Set task:
Only the lines from the one holding "Please segment every instance of the chimney" to the end should be retyped, exactly, with both ends included and no pictures.

* * *

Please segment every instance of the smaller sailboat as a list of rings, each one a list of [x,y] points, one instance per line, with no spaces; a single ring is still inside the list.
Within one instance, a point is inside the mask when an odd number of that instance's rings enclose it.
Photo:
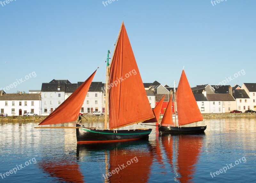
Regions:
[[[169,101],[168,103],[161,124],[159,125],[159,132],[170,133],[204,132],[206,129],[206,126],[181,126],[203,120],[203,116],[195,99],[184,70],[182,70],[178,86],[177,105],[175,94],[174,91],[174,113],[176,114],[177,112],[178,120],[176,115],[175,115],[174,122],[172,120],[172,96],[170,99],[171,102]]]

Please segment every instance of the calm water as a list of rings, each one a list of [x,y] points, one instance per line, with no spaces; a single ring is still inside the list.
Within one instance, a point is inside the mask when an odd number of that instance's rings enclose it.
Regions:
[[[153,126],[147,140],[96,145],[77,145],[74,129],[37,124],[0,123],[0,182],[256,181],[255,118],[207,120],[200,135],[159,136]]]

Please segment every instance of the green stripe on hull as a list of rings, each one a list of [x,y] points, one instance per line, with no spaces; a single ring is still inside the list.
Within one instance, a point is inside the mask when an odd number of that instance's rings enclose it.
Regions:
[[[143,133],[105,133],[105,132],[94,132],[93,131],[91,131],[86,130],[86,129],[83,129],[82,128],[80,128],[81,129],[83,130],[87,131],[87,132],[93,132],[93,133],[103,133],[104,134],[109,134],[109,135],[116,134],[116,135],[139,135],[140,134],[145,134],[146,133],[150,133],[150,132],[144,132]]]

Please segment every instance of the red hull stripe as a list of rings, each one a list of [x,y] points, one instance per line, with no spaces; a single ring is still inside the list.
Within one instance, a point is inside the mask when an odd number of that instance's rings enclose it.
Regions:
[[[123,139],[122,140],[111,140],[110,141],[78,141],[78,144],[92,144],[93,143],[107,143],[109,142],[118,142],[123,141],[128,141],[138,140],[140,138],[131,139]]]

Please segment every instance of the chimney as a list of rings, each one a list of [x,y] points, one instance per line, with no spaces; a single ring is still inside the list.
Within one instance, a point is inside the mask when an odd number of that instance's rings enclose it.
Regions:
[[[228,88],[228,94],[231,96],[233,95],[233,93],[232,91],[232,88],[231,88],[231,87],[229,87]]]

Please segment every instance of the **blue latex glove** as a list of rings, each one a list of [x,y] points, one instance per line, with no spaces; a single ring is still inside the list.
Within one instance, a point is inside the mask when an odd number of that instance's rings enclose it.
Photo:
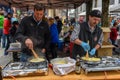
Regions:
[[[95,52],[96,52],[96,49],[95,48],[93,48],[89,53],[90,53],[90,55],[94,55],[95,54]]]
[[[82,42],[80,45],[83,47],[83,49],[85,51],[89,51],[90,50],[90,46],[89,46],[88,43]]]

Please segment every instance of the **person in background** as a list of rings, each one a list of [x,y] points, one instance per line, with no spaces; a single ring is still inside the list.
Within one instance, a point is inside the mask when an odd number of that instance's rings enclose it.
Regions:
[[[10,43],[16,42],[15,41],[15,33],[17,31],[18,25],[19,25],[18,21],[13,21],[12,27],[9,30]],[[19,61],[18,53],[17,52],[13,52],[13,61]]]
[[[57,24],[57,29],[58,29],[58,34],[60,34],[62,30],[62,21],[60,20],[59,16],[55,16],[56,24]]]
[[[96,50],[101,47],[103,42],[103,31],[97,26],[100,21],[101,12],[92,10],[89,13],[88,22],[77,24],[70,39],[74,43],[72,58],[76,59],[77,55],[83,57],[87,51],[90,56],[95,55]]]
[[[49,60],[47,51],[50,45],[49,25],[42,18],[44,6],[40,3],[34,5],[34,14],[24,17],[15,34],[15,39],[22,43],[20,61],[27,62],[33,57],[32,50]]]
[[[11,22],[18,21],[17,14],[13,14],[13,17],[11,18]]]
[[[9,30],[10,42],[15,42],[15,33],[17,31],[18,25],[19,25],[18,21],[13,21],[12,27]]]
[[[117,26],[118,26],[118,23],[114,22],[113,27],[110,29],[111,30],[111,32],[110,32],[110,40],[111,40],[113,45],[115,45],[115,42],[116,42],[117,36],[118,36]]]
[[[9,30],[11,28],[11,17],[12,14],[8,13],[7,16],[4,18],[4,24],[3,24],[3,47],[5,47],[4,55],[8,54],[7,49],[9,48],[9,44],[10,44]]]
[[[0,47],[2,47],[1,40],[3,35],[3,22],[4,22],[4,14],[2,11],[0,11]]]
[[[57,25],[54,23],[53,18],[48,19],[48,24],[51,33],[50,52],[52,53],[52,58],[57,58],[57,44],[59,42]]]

* * *

Result for this task:
Please segment every instance of the chimney as a list of rings, each one a list of [x,y] points, one instance per line, with no spaces; a single ring is still inside the list.
Within one instance, a point is inside the mask when an odd number of that instance's rings enclose it.
Regions:
[[[228,88],[228,94],[231,96],[233,95],[233,93],[232,91],[232,88],[231,88],[231,87],[229,87]]]

Please segment every instance of the **blue latex glove** as a list of rings, each one a list of [x,y] points, one instance per line, with no spaces; a single ring is still inside the list.
Within one instance, a point is inside the mask when an odd number of that instance's rings enclose it.
Photo:
Regions:
[[[95,52],[96,52],[96,49],[95,48],[93,48],[89,53],[90,53],[90,55],[94,55],[95,54]]]
[[[82,42],[80,45],[83,47],[83,49],[85,51],[89,51],[90,50],[90,46],[89,46],[88,43]]]

Please segment every instance of the **person in background** as a list of rings, each one a list of [x,y] points, one instance per line, with no spaces; a single ring is still inside the list.
Within one instance, a point is inside the mask when an odd number of that instance's rings enclose it.
Regions:
[[[10,43],[16,42],[15,41],[15,33],[17,31],[18,25],[19,25],[18,21],[13,21],[12,27],[9,30]],[[19,61],[18,53],[17,52],[13,52],[13,61]]]
[[[57,24],[57,29],[58,29],[58,34],[60,34],[62,30],[62,21],[60,20],[59,16],[55,16],[56,24]]]
[[[96,50],[101,47],[103,42],[103,31],[97,26],[100,21],[101,12],[92,10],[89,13],[88,22],[77,24],[70,39],[74,43],[72,58],[76,59],[77,55],[83,57],[87,51],[90,56],[95,55]]]
[[[49,60],[47,51],[50,45],[49,25],[42,18],[44,6],[40,3],[34,5],[34,14],[24,17],[15,34],[15,39],[22,43],[20,61],[27,62],[33,57],[32,50]]]
[[[11,22],[18,21],[17,14],[13,14],[13,17],[11,18]]]
[[[9,30],[10,42],[15,42],[15,33],[17,31],[18,25],[19,25],[18,21],[13,21],[12,27]]]
[[[117,26],[118,26],[118,23],[114,22],[113,27],[110,29],[111,30],[111,32],[110,32],[110,40],[111,40],[113,45],[115,45],[115,42],[116,42],[117,36],[118,36]]]
[[[9,30],[11,28],[11,17],[12,14],[8,13],[7,16],[4,18],[4,24],[3,24],[3,47],[5,47],[4,55],[8,54],[7,49],[9,48],[9,44],[10,44]]]
[[[0,47],[2,47],[1,40],[3,35],[3,22],[4,22],[4,14],[2,11],[0,11]]]
[[[57,25],[54,23],[53,18],[48,19],[48,24],[51,33],[50,52],[52,53],[52,58],[57,58],[57,44],[59,42]]]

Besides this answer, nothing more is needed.